■ Provided records ■
· · · ·

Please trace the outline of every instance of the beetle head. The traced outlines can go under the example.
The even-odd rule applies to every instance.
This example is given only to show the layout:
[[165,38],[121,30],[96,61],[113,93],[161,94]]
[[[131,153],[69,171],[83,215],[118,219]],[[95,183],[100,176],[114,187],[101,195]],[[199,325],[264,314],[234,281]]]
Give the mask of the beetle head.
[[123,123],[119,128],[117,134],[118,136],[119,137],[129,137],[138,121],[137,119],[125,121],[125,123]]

· · · ·

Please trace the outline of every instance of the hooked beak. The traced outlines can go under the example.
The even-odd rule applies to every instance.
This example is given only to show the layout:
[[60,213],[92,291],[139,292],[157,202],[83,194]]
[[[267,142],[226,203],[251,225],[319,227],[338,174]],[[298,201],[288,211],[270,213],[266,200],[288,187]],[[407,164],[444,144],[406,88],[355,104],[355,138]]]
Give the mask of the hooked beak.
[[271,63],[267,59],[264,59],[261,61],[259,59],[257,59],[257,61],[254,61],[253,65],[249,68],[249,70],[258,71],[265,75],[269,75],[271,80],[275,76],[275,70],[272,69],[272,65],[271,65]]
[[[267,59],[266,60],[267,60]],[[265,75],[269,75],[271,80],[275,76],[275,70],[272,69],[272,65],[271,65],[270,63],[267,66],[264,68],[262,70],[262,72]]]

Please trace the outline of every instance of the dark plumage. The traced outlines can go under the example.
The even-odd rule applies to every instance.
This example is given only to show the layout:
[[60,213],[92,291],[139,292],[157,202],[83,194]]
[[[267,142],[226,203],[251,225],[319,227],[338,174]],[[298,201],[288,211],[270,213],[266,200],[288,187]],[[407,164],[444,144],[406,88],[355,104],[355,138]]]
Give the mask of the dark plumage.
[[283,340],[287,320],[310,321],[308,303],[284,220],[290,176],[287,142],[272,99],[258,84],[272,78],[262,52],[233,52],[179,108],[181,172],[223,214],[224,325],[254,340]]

· · · ·

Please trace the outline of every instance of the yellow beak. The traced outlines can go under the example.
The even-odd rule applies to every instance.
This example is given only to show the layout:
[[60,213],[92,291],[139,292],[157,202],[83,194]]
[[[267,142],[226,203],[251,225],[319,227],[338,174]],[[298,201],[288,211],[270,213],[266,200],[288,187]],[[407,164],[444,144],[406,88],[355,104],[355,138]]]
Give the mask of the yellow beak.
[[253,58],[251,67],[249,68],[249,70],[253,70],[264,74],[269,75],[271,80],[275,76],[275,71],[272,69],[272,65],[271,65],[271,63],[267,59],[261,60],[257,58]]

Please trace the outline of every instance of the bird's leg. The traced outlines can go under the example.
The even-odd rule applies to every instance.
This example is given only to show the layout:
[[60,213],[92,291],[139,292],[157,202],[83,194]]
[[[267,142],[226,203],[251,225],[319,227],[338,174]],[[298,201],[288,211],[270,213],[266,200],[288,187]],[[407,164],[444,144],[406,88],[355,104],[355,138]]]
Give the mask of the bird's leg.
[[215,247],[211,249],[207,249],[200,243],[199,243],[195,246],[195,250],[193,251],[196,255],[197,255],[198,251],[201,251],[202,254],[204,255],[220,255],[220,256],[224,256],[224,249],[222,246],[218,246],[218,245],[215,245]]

· · · ·

■ Task ■
Copy out, in full, each line of the records above that contains the word "bird". Count a match only when the case is the same.

■ Exercise result ■
Please trace the outline of every instance of the bird's leg. The traced outlines can go under the example.
Give the mask of the bird's leg.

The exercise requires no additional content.